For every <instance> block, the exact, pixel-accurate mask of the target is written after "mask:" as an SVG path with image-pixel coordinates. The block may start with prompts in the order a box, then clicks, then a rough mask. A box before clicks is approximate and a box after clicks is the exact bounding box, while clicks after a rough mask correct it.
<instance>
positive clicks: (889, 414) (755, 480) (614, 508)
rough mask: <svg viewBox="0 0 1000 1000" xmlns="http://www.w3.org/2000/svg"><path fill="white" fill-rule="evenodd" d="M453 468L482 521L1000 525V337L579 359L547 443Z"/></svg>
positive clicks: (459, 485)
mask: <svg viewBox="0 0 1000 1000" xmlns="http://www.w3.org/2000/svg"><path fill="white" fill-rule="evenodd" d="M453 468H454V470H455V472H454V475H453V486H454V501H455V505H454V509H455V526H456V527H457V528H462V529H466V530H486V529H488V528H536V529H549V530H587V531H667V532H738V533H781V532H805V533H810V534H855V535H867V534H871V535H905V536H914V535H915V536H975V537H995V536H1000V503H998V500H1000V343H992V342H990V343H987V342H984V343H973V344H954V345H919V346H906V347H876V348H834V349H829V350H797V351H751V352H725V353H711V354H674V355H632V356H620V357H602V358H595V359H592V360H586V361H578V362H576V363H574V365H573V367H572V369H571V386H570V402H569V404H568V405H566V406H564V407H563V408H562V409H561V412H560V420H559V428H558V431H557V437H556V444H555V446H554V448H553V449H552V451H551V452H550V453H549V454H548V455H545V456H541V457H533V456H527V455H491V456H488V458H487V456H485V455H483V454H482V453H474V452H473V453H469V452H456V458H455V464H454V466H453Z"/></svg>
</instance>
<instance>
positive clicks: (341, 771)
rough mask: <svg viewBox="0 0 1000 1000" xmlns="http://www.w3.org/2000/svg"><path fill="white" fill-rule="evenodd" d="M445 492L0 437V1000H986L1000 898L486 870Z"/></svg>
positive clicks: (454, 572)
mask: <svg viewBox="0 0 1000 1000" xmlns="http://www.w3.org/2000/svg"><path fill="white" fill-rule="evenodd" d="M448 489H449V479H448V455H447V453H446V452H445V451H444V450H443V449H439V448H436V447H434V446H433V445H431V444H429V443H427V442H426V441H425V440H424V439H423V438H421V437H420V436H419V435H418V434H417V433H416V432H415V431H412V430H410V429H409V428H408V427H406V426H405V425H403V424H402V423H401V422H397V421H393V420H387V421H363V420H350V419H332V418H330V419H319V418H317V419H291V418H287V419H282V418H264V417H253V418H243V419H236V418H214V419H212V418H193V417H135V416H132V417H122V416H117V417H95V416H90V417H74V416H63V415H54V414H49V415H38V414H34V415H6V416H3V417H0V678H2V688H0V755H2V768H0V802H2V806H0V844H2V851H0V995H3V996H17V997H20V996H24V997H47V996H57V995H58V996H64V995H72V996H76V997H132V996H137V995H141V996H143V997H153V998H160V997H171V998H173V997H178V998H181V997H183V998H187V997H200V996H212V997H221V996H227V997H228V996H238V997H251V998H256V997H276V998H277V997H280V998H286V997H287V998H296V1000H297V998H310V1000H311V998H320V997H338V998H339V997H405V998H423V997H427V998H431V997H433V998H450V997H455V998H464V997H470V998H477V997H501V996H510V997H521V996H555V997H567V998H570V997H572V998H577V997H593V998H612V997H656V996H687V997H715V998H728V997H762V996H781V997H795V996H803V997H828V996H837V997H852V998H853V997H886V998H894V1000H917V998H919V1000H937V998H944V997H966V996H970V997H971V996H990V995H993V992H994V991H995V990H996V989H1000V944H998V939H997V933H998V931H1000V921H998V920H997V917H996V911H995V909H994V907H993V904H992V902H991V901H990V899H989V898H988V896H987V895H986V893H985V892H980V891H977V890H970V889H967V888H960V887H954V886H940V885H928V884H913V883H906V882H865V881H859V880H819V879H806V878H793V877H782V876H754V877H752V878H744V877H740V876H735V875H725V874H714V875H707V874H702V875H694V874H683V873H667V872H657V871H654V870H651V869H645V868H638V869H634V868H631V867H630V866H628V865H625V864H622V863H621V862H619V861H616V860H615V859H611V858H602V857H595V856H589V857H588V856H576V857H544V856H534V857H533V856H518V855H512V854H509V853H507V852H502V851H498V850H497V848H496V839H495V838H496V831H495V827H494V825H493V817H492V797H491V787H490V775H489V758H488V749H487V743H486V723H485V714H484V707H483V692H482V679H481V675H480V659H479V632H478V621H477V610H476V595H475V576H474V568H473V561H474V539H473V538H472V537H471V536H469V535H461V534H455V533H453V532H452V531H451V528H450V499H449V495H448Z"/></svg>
::::
▶ **Your goal**
Take the material above and set it down again exactly.

▶ **Solution to this problem**
For every <instance> block, the exact, pixel-accurate mask of the target is written after "mask:" as an SVG path with image-pixel coordinates. The block may start with prompts in the order a box, then clicks, then a rough mask. A box before clicks is approximate and a box after clicks is the exact bounding box, while clicks after a rough mask correct it.
<instance>
positive clicks: (889, 414) (755, 480) (614, 508)
rough mask: <svg viewBox="0 0 1000 1000" xmlns="http://www.w3.org/2000/svg"><path fill="white" fill-rule="evenodd" d="M453 468L482 521L1000 525V337L579 359L547 443Z"/></svg>
positive clicks: (459, 485)
mask: <svg viewBox="0 0 1000 1000" xmlns="http://www.w3.org/2000/svg"><path fill="white" fill-rule="evenodd" d="M453 468H454V470H455V472H454V475H453V486H454V501H455V505H454V509H455V526H456V527H457V528H462V529H466V530H486V529H488V528H536V529H549V530H587V531H667V532H738V533H781V532H805V533H810V534H855V535H867V534H871V535H905V536H914V535H915V536H975V537H995V536H1000V503H998V500H1000V343H992V342H990V343H987V342H984V343H973V344H954V345H919V346H906V347H876V348H834V349H829V350H797V351H751V352H725V353H711V354H674V355H632V356H620V357H602V358H595V359H592V360H586V361H578V362H576V363H574V365H573V367H572V369H571V386H570V402H569V404H568V405H566V406H564V407H563V408H562V409H561V412H560V420H559V428H558V431H557V437H556V444H555V446H554V448H553V449H552V451H551V452H550V453H549V454H548V455H545V456H541V457H533V456H527V455H491V456H488V458H487V456H485V455H483V454H482V453H474V452H473V453H469V452H456V458H455V464H454V466H453Z"/></svg>
</instance>
<instance>
positive clicks: (341, 771)
rough mask: <svg viewBox="0 0 1000 1000" xmlns="http://www.w3.org/2000/svg"><path fill="white" fill-rule="evenodd" d="M445 492L0 437V1000H986L1000 898L486 870Z"/></svg>
positive clicks: (454, 572)
mask: <svg viewBox="0 0 1000 1000" xmlns="http://www.w3.org/2000/svg"><path fill="white" fill-rule="evenodd" d="M448 489H449V479H448V455H447V453H446V452H445V451H444V450H443V449H439V448H436V447H434V446H433V445H431V444H429V443H427V442H426V441H425V440H424V439H423V438H421V437H420V436H419V435H418V434H417V433H416V432H415V431H412V430H410V429H409V428H408V427H406V426H405V425H403V424H402V423H401V422H397V421H393V420H387V421H363V420H350V419H332V418H330V419H319V418H317V419H291V418H287V419H282V418H264V417H253V418H243V419H236V418H214V419H212V418H193V417H135V416H132V417H122V416H117V417H95V416H90V417H74V416H63V415H54V414H49V415H38V414H34V415H6V416H3V417H0V678H2V688H0V755H2V768H0V802H2V806H0V844H2V851H0V995H3V996H17V997H20V996H24V997H47V996H57V995H58V996H64V995H72V996H76V997H132V996H137V995H141V996H143V997H153V998H160V997H171V998H173V997H178V998H181V997H183V998H187V997H200V996H212V997H221V996H227V997H228V996H238V997H251V998H256V997H276V998H277V997H280V998H286V997H287V998H296V1000H297V998H310V1000H311V998H320V997H338V998H339V997H405V998H423V997H427V998H431V997H433V998H450V997H455V998H464V997H470V998H477V997H501V996H510V997H521V996H555V997H567V998H570V997H572V998H577V997H593V998H612V997H656V996H687V997H715V998H728V997H762V996H781V997H795V996H803V997H828V996H837V997H852V998H853V997H886V998H894V1000H917V998H919V1000H937V998H944V997H966V996H970V997H971V996H990V995H993V992H994V991H995V990H996V989H1000V944H998V939H997V933H998V931H1000V921H998V920H997V917H996V911H995V909H994V907H993V904H992V902H991V901H990V899H989V898H988V896H987V895H986V893H985V892H980V891H977V890H970V889H967V888H960V887H954V886H940V885H928V884H913V883H906V882H865V881H859V880H819V879H806V878H793V877H782V876H754V877H752V878H744V877H740V876H735V875H725V874H714V875H707V874H702V875H694V874H683V873H667V872H657V871H654V870H651V869H645V868H638V869H634V868H631V867H630V866H628V865H625V864H622V863H621V862H619V861H616V860H615V859H611V858H602V857H595V856H589V857H588V856H576V857H544V856H534V857H533V856H518V855H512V854H509V853H507V852H502V851H498V850H497V848H496V839H495V838H496V831H495V827H494V825H493V817H492V797H491V787H490V775H489V758H488V749H487V743H486V723H485V714H484V707H483V692H482V679H481V675H480V659H479V632H478V621H477V610H476V595H475V576H474V568H473V561H474V539H473V538H472V537H471V536H469V535H461V534H455V533H453V532H452V531H451V528H450V499H449V495H448Z"/></svg>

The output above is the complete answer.